Dataset excerpt:
** start **

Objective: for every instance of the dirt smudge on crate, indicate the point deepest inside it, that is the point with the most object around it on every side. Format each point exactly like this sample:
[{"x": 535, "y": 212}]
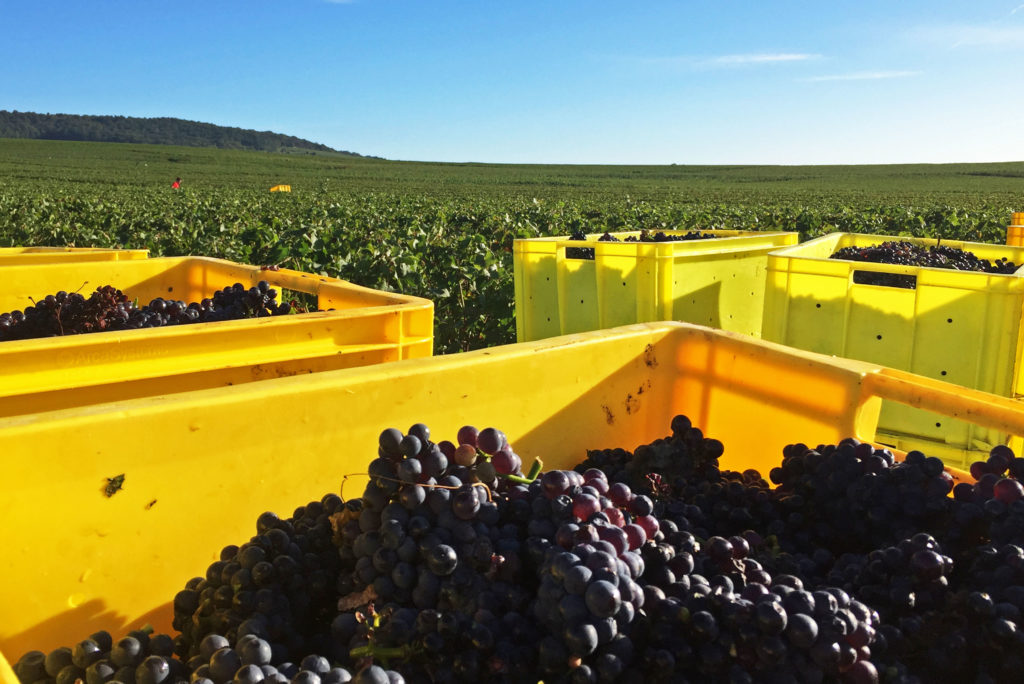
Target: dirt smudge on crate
[{"x": 648, "y": 356}]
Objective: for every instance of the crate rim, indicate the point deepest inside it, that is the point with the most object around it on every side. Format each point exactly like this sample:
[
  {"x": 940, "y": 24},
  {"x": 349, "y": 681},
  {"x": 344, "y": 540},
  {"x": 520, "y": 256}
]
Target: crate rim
[{"x": 794, "y": 251}]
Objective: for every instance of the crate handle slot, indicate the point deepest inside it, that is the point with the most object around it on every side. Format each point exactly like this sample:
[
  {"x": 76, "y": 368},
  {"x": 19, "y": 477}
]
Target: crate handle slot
[
  {"x": 582, "y": 253},
  {"x": 886, "y": 280},
  {"x": 982, "y": 409}
]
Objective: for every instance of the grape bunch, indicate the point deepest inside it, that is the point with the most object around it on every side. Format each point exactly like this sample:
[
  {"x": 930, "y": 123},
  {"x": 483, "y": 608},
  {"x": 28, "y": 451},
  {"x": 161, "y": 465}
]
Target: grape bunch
[
  {"x": 644, "y": 237},
  {"x": 911, "y": 254},
  {"x": 110, "y": 309},
  {"x": 454, "y": 565}
]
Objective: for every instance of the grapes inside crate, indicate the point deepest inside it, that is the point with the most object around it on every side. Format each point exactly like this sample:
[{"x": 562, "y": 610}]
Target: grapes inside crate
[{"x": 616, "y": 389}]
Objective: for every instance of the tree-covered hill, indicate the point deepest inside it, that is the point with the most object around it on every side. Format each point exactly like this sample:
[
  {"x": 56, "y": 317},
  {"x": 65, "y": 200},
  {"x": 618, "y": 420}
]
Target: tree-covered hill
[{"x": 162, "y": 130}]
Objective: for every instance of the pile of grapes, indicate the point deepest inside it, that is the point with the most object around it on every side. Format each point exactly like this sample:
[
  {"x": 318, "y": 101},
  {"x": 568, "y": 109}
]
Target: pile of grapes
[
  {"x": 652, "y": 565},
  {"x": 644, "y": 237},
  {"x": 911, "y": 254},
  {"x": 110, "y": 309}
]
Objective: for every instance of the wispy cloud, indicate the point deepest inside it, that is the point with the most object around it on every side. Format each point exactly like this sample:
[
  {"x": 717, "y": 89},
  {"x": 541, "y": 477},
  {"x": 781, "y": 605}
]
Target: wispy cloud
[{"x": 861, "y": 76}]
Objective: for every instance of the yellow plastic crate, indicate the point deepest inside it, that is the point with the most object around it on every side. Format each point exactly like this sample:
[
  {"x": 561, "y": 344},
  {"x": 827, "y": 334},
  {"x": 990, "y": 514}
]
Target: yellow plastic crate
[
  {"x": 958, "y": 327},
  {"x": 367, "y": 327},
  {"x": 20, "y": 256},
  {"x": 717, "y": 282},
  {"x": 1015, "y": 231},
  {"x": 200, "y": 467}
]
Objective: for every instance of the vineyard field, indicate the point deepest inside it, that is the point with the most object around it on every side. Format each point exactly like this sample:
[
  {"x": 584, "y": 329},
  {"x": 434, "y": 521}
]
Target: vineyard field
[{"x": 445, "y": 230}]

** end **

Revise the records above so that "crate" becomes "box" wherever it appears, keeping everything else the same. Leave out the pictures.

Objective: for every instance of the dirt smudge on box, indicate the point deepest inside it, that is the point with the most object around it on every side. Format each point exactly like this sample:
[{"x": 535, "y": 212}]
Target: dirt smudge on box
[{"x": 648, "y": 356}]
Objective: for every instance of the box rim, indicate the point deepest inside it, that is the point with the most object around it on every side. Format each point exactly like this sample:
[
  {"x": 940, "y": 24},
  {"x": 349, "y": 681},
  {"x": 344, "y": 540},
  {"x": 520, "y": 256}
]
Target: box rim
[{"x": 794, "y": 251}]
Objective: for every instance of the box handle slot, indicate the point deepest inside it, that is the point with the most object around it on every side. Format each point exactly like this sample:
[
  {"x": 76, "y": 368},
  {"x": 19, "y": 477}
]
Target: box handle slot
[
  {"x": 582, "y": 253},
  {"x": 886, "y": 280},
  {"x": 982, "y": 409}
]
Objective: for every instance of the grape bunch, indicate the point deepest inside it, that is the point with the most object around it on every side. Format each point exactly like this sample:
[
  {"x": 930, "y": 123},
  {"x": 483, "y": 608},
  {"x": 28, "y": 451},
  {"x": 161, "y": 465}
]
Target: grape bunch
[
  {"x": 644, "y": 237},
  {"x": 911, "y": 254},
  {"x": 110, "y": 309},
  {"x": 454, "y": 565}
]
Objective: for every instance of the grapes inside box, indicate the point deepest inside it, that is the point with the most object around it on every side. Format each point exactly like this sample:
[{"x": 562, "y": 610}]
Target: grapes inside box
[{"x": 616, "y": 389}]
Objective: for every instance of the tree-covered hill, indicate the point deepest inside it, that is the point with the most object around it on every side. Format each point exactly like this sample:
[
  {"x": 56, "y": 317},
  {"x": 65, "y": 200},
  {"x": 618, "y": 420}
]
Target: tree-covered hill
[{"x": 162, "y": 130}]
Objective: for every instance of the pile of grapes, indicate the point deepest inside it, that is the point with the most object around it on every side. Format each point exactly like this sample:
[
  {"x": 318, "y": 101},
  {"x": 568, "y": 109}
]
Target: pile of grapes
[
  {"x": 652, "y": 565},
  {"x": 644, "y": 237},
  {"x": 911, "y": 254},
  {"x": 110, "y": 309}
]
Objective: for every instance of the wispy cloud, indicate the point deepest inside it, that is the point with the most object around it on every side. Format each point exactly like this sample:
[
  {"x": 717, "y": 89},
  {"x": 541, "y": 477},
  {"x": 781, "y": 605}
]
Target: wispy cloud
[{"x": 861, "y": 76}]
Objective: for every instance of the yellow plastic box, indicate the point deepest inside it, that is the point with the most object around it on every side. Format each point exactly like this sample:
[
  {"x": 561, "y": 344},
  {"x": 827, "y": 334},
  {"x": 990, "y": 514}
]
Target: yellow plastic box
[
  {"x": 958, "y": 327},
  {"x": 367, "y": 327},
  {"x": 20, "y": 256},
  {"x": 717, "y": 282},
  {"x": 1015, "y": 231},
  {"x": 200, "y": 467}
]
Objective: for every instance of the vineyard field, indicate the point deepest inside it, that is the point with the most object around it on every side. Format each point exactly like this sample:
[
  {"x": 584, "y": 329},
  {"x": 434, "y": 521}
]
Target: vineyard field
[{"x": 445, "y": 230}]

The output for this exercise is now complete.